• [Entries taken from a collection]
========================
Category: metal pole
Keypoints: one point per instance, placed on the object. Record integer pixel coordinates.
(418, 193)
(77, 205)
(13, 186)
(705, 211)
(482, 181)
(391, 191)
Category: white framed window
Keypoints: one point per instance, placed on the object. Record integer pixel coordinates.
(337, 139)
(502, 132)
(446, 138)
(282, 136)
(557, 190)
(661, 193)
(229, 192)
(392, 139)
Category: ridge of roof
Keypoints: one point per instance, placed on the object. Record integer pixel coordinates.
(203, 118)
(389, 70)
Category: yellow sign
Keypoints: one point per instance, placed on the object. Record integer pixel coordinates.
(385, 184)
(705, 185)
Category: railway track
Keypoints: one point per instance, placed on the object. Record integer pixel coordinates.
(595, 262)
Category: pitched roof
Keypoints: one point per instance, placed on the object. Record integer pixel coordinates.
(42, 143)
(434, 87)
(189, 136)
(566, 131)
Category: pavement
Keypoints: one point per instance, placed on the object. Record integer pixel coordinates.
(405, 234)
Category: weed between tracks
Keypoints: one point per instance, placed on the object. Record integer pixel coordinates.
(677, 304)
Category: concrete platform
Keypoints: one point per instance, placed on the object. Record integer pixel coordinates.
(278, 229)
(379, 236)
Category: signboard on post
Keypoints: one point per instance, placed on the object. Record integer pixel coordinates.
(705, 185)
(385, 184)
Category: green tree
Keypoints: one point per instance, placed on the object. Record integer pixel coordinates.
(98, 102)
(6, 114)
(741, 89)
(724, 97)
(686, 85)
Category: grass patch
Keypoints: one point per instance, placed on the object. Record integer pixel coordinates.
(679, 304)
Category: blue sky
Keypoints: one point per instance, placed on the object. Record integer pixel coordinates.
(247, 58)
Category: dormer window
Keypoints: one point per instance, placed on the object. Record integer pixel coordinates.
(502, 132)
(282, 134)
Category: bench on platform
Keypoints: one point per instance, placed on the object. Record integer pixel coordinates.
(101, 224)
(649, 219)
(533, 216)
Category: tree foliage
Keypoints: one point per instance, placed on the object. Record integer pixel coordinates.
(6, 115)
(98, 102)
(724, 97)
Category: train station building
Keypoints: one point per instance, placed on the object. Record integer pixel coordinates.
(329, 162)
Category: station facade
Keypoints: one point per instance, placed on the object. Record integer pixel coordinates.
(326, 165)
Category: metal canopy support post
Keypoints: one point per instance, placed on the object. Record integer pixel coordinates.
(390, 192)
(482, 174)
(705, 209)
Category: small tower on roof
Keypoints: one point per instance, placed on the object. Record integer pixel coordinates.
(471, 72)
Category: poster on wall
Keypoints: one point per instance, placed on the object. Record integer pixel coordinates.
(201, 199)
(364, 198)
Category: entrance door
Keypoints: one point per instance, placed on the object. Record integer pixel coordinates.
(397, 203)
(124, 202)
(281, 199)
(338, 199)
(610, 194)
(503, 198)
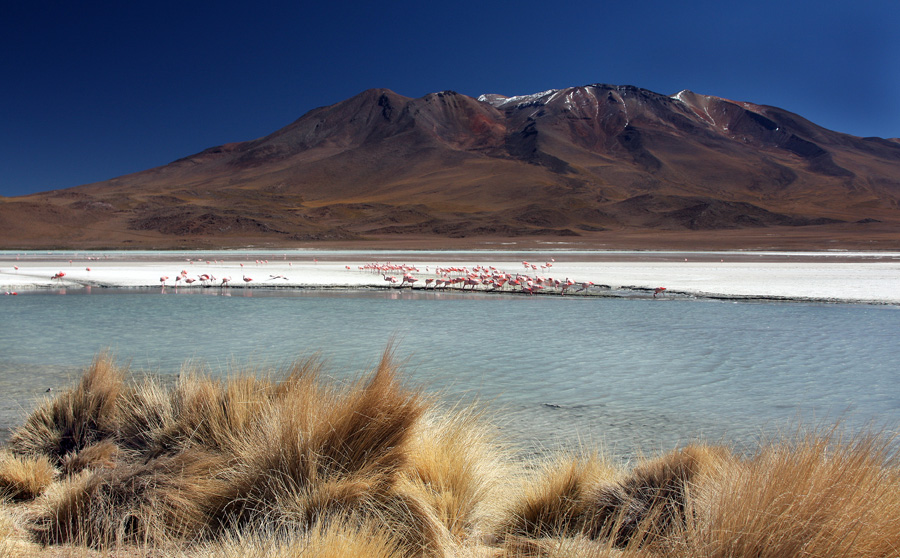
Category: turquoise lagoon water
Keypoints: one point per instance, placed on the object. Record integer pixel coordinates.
(627, 375)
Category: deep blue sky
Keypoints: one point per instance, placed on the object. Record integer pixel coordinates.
(94, 90)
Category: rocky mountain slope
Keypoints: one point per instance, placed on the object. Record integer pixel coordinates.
(593, 165)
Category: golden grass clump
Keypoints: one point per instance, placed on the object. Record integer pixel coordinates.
(301, 465)
(459, 469)
(555, 503)
(336, 539)
(819, 495)
(75, 419)
(24, 477)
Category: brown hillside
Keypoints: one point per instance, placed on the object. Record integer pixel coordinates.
(596, 166)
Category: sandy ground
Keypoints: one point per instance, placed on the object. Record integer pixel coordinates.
(869, 277)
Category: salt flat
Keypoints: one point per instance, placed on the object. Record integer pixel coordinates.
(868, 277)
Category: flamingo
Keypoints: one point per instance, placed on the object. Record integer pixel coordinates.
(585, 286)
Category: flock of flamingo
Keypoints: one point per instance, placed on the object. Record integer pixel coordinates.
(531, 280)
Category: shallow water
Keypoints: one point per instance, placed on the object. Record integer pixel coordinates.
(630, 375)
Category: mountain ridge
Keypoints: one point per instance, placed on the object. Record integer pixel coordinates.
(595, 163)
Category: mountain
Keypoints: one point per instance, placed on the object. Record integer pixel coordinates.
(598, 166)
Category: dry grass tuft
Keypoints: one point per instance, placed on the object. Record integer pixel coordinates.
(24, 478)
(169, 497)
(652, 498)
(75, 419)
(306, 466)
(459, 469)
(817, 496)
(557, 503)
(332, 540)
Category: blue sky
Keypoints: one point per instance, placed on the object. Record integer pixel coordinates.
(94, 90)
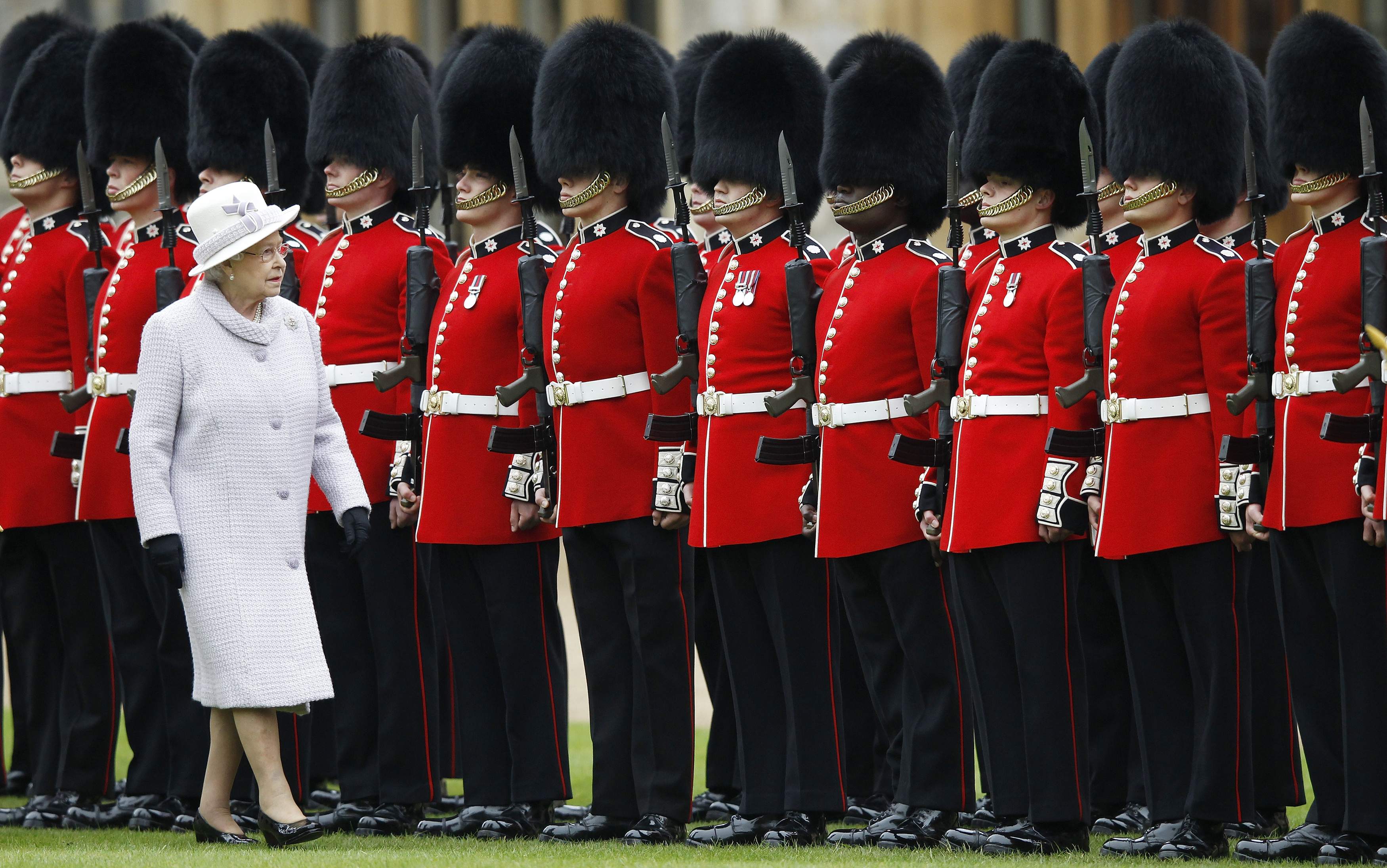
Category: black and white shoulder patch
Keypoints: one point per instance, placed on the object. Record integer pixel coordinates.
(650, 233)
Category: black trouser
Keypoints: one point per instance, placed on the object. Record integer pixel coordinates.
(1114, 752)
(156, 663)
(1276, 767)
(376, 623)
(60, 649)
(1185, 620)
(511, 674)
(1332, 598)
(720, 773)
(779, 609)
(902, 616)
(1021, 607)
(634, 605)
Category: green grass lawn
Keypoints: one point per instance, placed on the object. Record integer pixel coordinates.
(167, 851)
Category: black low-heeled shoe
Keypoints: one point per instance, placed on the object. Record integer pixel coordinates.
(206, 834)
(288, 835)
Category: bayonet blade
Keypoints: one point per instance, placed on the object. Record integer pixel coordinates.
(1365, 138)
(672, 163)
(161, 177)
(788, 175)
(518, 167)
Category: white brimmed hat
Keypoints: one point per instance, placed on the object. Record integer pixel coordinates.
(231, 219)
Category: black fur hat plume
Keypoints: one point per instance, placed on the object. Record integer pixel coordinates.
(1321, 67)
(490, 88)
(757, 88)
(888, 122)
(364, 109)
(597, 109)
(1178, 111)
(688, 72)
(1026, 124)
(135, 92)
(241, 80)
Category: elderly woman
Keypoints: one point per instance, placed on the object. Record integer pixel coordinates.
(233, 418)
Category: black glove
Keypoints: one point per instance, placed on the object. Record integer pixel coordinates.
(167, 554)
(357, 527)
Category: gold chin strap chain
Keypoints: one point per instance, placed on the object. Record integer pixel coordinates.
(1012, 203)
(1324, 182)
(486, 197)
(357, 185)
(1159, 192)
(871, 200)
(1110, 191)
(38, 178)
(586, 193)
(139, 183)
(754, 197)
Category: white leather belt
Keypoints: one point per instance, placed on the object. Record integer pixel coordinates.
(838, 415)
(24, 382)
(110, 386)
(1129, 410)
(455, 404)
(347, 375)
(1300, 383)
(571, 394)
(977, 407)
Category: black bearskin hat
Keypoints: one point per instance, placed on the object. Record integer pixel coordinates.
(1026, 124)
(888, 121)
(688, 72)
(1178, 113)
(490, 88)
(364, 107)
(45, 120)
(966, 71)
(27, 35)
(239, 81)
(757, 88)
(135, 93)
(1270, 182)
(597, 109)
(1321, 67)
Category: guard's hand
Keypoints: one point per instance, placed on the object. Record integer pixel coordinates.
(523, 516)
(1253, 523)
(355, 529)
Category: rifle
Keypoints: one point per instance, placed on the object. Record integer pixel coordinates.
(1372, 269)
(1260, 289)
(275, 196)
(92, 279)
(535, 280)
(802, 299)
(421, 297)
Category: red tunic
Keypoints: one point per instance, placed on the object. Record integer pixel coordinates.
(869, 354)
(44, 328)
(1177, 325)
(611, 313)
(355, 285)
(125, 303)
(1017, 344)
(479, 319)
(748, 350)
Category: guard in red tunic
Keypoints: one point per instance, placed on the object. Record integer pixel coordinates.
(136, 93)
(1012, 546)
(887, 132)
(609, 314)
(776, 602)
(56, 630)
(375, 610)
(1177, 114)
(1325, 558)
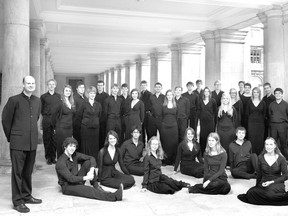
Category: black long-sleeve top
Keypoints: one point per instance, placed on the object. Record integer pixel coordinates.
(183, 107)
(193, 99)
(277, 172)
(67, 170)
(185, 156)
(239, 153)
(49, 103)
(152, 170)
(278, 113)
(130, 152)
(112, 107)
(156, 105)
(214, 166)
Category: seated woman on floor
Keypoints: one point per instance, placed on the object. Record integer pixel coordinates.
(108, 156)
(271, 175)
(215, 178)
(153, 179)
(187, 152)
(132, 152)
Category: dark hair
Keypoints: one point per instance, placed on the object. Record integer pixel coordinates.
(278, 89)
(136, 127)
(113, 133)
(124, 85)
(69, 140)
(79, 83)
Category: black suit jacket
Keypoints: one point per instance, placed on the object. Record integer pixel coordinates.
(19, 120)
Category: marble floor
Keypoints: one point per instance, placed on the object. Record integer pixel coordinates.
(134, 201)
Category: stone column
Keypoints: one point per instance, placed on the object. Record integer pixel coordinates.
(118, 70)
(224, 57)
(176, 65)
(153, 69)
(35, 35)
(274, 46)
(15, 61)
(127, 73)
(43, 43)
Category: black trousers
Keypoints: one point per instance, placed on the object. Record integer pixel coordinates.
(21, 176)
(82, 190)
(48, 139)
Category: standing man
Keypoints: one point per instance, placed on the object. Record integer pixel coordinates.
(268, 99)
(79, 98)
(278, 113)
(217, 93)
(100, 97)
(49, 102)
(183, 112)
(144, 97)
(19, 120)
(194, 101)
(155, 106)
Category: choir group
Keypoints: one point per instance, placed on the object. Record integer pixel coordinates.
(141, 131)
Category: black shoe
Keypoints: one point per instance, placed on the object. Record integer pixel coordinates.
(119, 193)
(33, 200)
(22, 208)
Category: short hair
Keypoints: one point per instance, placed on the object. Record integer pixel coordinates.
(278, 89)
(247, 84)
(136, 127)
(124, 85)
(158, 83)
(267, 84)
(100, 81)
(198, 81)
(240, 129)
(189, 83)
(79, 83)
(51, 80)
(69, 140)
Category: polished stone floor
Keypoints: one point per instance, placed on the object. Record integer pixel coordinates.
(135, 202)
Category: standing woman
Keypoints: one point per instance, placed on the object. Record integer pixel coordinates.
(136, 113)
(238, 105)
(227, 117)
(255, 114)
(62, 118)
(108, 156)
(215, 178)
(169, 132)
(271, 175)
(187, 152)
(89, 115)
(207, 113)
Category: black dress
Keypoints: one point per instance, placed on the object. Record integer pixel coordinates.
(207, 116)
(256, 125)
(214, 170)
(157, 182)
(62, 120)
(275, 193)
(186, 158)
(108, 175)
(89, 116)
(169, 134)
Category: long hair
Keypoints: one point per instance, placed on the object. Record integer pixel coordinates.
(219, 148)
(70, 98)
(194, 140)
(166, 100)
(113, 133)
(259, 92)
(159, 151)
(203, 96)
(221, 107)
========================
• [WRITTEN EXERCISE] Take the line that contains "Category: short hair" and each line after it down to the last of the records, and retype them exactly; add nothing else.

• [RESULT OF THE TASK]
Category: short hair
Keypoints: one point per instance, placed on the object. Record integer pixel coordinates.
(278, 89)
(247, 84)
(136, 127)
(124, 85)
(158, 83)
(267, 84)
(100, 81)
(198, 81)
(240, 129)
(189, 83)
(79, 83)
(51, 80)
(69, 140)
Category: polished stone floor
Keypoints: one point per instance, placed on the object. Record integer pixel coordinates.
(135, 202)
Category: standing woman
Keypoints: one point per instance, placed on the object. Record integer pixel coordinates.
(136, 113)
(238, 105)
(227, 117)
(255, 114)
(62, 118)
(108, 156)
(215, 178)
(169, 132)
(271, 175)
(187, 152)
(89, 115)
(207, 113)
Category: black dress
Keypoints: one point per instance, placed on the object. Record integer pixel coordinates.
(207, 116)
(256, 125)
(214, 170)
(157, 182)
(62, 120)
(275, 193)
(186, 158)
(108, 175)
(89, 116)
(169, 134)
Category: long hair
Keypoints: one point per instance, placed on the object. Record integer pixel coordinates.
(219, 148)
(70, 98)
(194, 140)
(166, 100)
(113, 133)
(259, 92)
(159, 151)
(203, 96)
(221, 107)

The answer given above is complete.